■ Task requirements
**1)** In the Creative Zen Nano forum thread, what did Greg use to make his playlist?
**2)** Pick up the Creative Zen Nano forum thread after its final sentence and keep it going.

### Extract ###

# Creative Zen Nano MP3 Player



## Greg (Apr 2, 2007)

How do you download audio tracks on this player so that they play in the order that you want them to? 

I'm trying to down load a number of apologetics lectures (50+ tracks from 12 CDs) and the player ends up playing them all out of sequence.


----------



## Staphlobob (Apr 3, 2007)

Greg said:


> How do you download audio tracks on this player so that they play in the order that you want them to?
> 
> I'm trying to down load a number of apologetics lectures (50+ tracks from 12 CDs) and the player ends up playing them all out of sequence.



I've got one. I like it for its sound quality, small size, and storage space. But it's very complicated. My next will defiinitely be something else.

Have you made a playlist first? This is required. After you've made the playlist ...

Open the Zen MicroPhotoMedia Explorer.

Click on "Manage Playlists." The "Edit Playlists (My Zen)" dialogue box should come up.

On the left hand side you will find the typical computer file list. Click on the playlist you want to edit. You should see all of the sermons/songs come up on the lower left-hand side called "Tracks." 

Up on the right hand side you will see "Playlist Name." Click there on the playlist you want to edit. Go back to "Tracks" and you should be able to 
hit the "Move Up" or "Move Down" buttons in the middle of the dialogue box.


----------



## Greg (Apr 3, 2007)

Hi Kevin,

Thanks for your response.



Staphlobob said:


> Have you made a playlist first? This is required. After you've made the playlist



Yes I have, through the Creative Media Source 5 Organizer software program that came with the player.

### Given data ###

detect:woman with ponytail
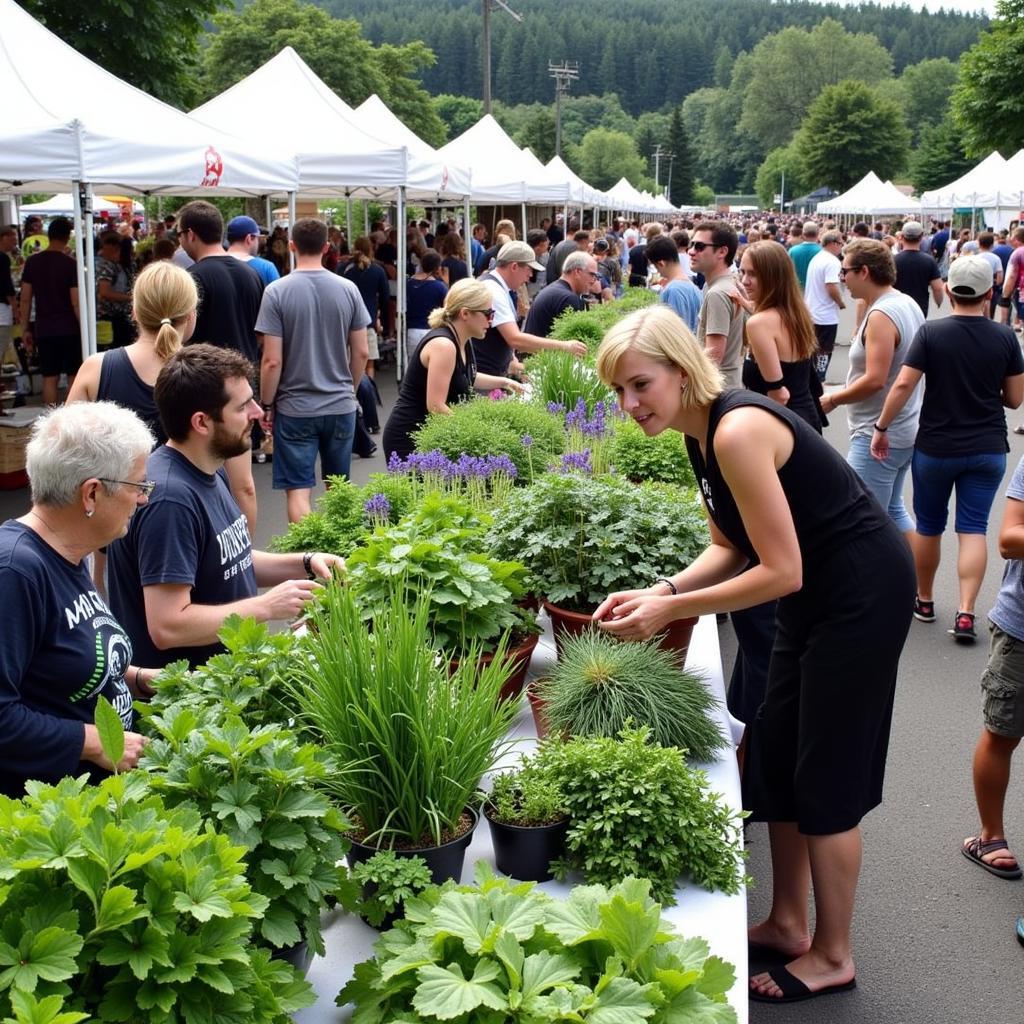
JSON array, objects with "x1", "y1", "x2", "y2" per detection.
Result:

###

■ Responses by task
**1)** The Creative Media Source 5 Organizer software program that came with the player.

**2)**
> Open the Zen MicroPhotoMedia Explorer.



The only other program that was installed was the Zen Nano Plus Media Explorer. I guess this is the same thing?



> Click on "Manage Playlists." The "Edit Playlists (My Zen)" dialogue box should come up.



I do not see this option. When this program is launced, the only three options that I get are:

1)Rip audio CDs
2)Browse Data
3)Fill up player with music

I tried to check for any type of managing of playlists under the "Fill up player with music" option, but there is none.


----------



## Staphlobob (Apr 4, 2007)

Greg said:


> The only other program that was installed was the Zen Nano Plus Media Explorer. I guess this is the same thing?



Sounds like you have something slightly different than I do. There's *nothing* that says "playlists"? 

Try checking "My computer" for another Zen icon. I have two on my desktop. One is the "Creative MediaSource Organizer" and the other is the Zen Media Explorer. The latter is what I use to form up playlists and organize them. 

If nothing works, email me privately and we'll see what we can do.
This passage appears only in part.